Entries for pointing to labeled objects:
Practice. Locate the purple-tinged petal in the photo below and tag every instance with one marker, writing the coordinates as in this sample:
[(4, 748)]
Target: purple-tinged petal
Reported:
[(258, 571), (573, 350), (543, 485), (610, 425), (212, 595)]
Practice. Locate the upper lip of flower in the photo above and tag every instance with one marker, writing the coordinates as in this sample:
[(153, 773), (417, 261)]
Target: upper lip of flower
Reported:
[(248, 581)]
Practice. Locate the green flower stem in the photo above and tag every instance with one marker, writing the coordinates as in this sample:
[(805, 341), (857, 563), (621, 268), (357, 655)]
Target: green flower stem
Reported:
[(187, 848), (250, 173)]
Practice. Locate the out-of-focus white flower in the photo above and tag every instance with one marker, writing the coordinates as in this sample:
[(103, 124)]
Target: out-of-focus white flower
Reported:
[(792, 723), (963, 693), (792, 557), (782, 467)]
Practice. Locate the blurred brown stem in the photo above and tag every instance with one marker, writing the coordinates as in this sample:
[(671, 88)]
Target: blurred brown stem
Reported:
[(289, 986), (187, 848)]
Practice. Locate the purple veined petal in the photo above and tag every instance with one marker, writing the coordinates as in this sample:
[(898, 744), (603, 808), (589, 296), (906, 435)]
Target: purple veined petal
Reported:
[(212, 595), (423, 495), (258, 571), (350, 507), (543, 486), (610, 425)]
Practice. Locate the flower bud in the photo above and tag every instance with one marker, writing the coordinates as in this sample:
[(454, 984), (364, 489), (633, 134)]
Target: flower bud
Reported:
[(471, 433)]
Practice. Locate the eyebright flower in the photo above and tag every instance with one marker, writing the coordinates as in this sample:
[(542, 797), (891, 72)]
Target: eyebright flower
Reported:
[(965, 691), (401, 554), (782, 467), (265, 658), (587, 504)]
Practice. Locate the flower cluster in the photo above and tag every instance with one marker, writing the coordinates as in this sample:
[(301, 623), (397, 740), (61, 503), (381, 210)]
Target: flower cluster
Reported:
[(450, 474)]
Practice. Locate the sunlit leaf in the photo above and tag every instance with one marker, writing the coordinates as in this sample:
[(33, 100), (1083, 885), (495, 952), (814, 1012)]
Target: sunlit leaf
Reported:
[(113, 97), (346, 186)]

**EXERCISE:** Recast all of the records above as a numbered list with one item per line, omitting any blank lines.

**OUTPUT FOR THIS TASK:**
1. Practice. Locate the purple-tinged petal in the photo below and tag every instance with one marker, writing the coordinates as in this sample:
2. [(4, 748)]
3. Target: purple-tinged petal
4. Reported:
5. [(258, 571), (573, 350), (543, 485), (610, 425), (212, 595)]
6. Practice. Locate the upper lip of flower in the photo above and tag every instance with one marker, writing the coordinates as in this sample:
7. [(153, 773), (417, 261)]
8. Target: upper lip of flower
9. Reported:
10. [(248, 581)]
11. Practice. Locate the green flower stem in the photo above and tag every instance with one marker, writing the coordinates as in this sample:
12. [(805, 341), (857, 563), (621, 268), (357, 655)]
13. Target: green flower stem
14. Reported:
15. [(187, 848), (250, 173)]
16. Practice. Locate the out-of-focus white flower in the photo above and tag every instance with one marker, writing the coordinates as in this sample:
17. [(103, 124)]
18. Target: out-of-focus white flower
19. Reported:
20. [(792, 723), (963, 693), (792, 557), (782, 467)]
21. Practice. Locate the blurred brown stem in the photo above and tag every instance with one marker, writing the coordinates as in this sample:
22. [(671, 88)]
23. Target: blurred brown stem
24. Reported:
25. [(289, 986), (187, 848)]
26. Practice. Locate the purple veined petal in the photo above and tag every instance with one marker, writing the coordinates as in this sample:
27. [(898, 744), (603, 808), (589, 296), (906, 435)]
28. Target: purple veined petal
29. Reported:
30. [(212, 595), (423, 495), (258, 571), (350, 507), (543, 486), (610, 425)]
31. Practice. Locate the flower bud in the photo above and tag every instance with one marker, writing the coordinates as in this sample:
32. [(454, 984), (364, 489), (633, 134)]
33. Target: flower bud
34. Reported:
35. [(471, 433)]
36. Practice. Locate the eyebright flower in the photo above and tag every instance with one marker, writing the coordinates as in this sample:
37. [(542, 797), (891, 72)]
38. Target: eyebright flower
39. Reported:
40. [(965, 691), (401, 554), (782, 467), (265, 658), (587, 504)]
41. Practice. Locate the flower cluster in the photo above and tag every instance with one marker, writing the coordinates as in this sample:
42. [(301, 623), (397, 740), (61, 503), (381, 210)]
43. Target: flower cluster
44. Reported:
45. [(450, 474)]
46. Practice. Locate the sunlit leaf in the photo above and tag every instance with one marker, writing the coordinates as in this sample:
47. [(33, 100), (1083, 885), (495, 952), (814, 1012)]
48. Target: sunlit leaf
49. Reported:
50. [(113, 97), (346, 186)]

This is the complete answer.